▸ **Your assignment**
Please give back, word for word, only the lines starting at the one containing "Mark one point on every instance of the cormorant" and ending at the one containing "Mark one point on every instance of the wing" within the material below.

▸ **Raw data**
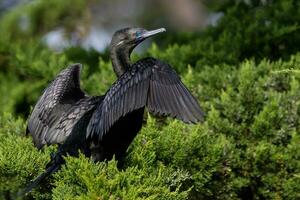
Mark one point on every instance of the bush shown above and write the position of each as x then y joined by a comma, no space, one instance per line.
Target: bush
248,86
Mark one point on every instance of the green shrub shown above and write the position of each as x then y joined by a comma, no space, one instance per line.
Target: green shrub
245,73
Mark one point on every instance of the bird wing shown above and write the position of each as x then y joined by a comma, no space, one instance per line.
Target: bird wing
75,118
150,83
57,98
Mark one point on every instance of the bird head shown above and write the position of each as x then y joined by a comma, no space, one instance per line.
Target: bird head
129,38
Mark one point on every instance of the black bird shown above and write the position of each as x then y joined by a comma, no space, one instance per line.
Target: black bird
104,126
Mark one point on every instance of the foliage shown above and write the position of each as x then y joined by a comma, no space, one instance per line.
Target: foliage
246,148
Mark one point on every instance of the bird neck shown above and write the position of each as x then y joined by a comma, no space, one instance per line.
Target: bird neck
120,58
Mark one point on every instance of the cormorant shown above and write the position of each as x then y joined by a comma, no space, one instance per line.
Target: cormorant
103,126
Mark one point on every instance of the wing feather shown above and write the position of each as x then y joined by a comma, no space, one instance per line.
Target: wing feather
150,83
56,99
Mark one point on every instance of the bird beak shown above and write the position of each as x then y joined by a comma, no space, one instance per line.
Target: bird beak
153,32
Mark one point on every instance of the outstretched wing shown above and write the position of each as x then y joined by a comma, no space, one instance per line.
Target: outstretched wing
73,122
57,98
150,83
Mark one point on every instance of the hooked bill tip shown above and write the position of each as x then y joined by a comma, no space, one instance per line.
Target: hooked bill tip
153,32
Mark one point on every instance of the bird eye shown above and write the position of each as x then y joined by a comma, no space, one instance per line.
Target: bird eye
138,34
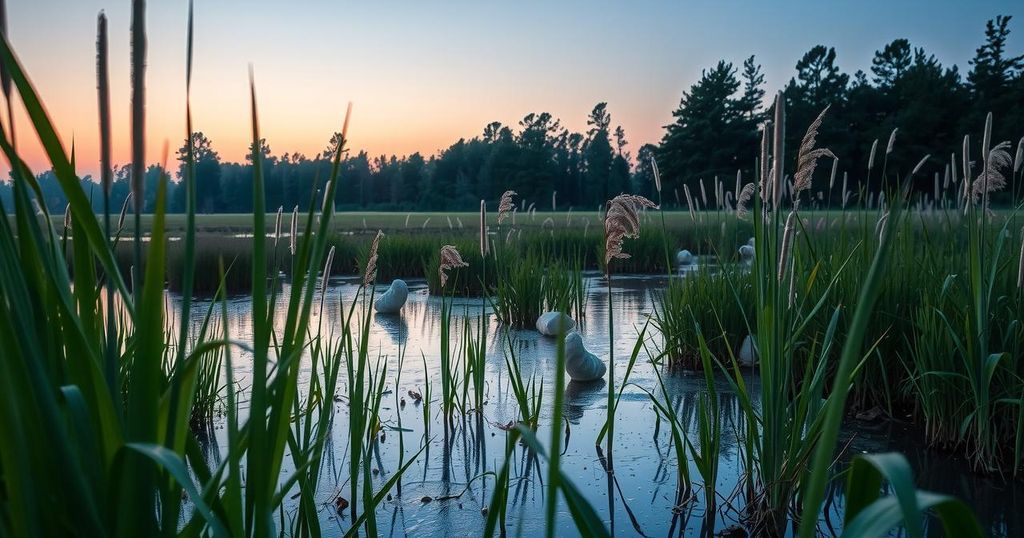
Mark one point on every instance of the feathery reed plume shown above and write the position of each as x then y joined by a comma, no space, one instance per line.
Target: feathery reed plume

▸ **Task result**
Mark one point on every instance of the cormorant shown above and write the position of each as x then y joined by a comma, no space, one instance per line.
Target: cormorant
103,126
Mark one point on every instance of the wing feather shown above and write the position of each as x then y joined by a comma, no space, one instance per line.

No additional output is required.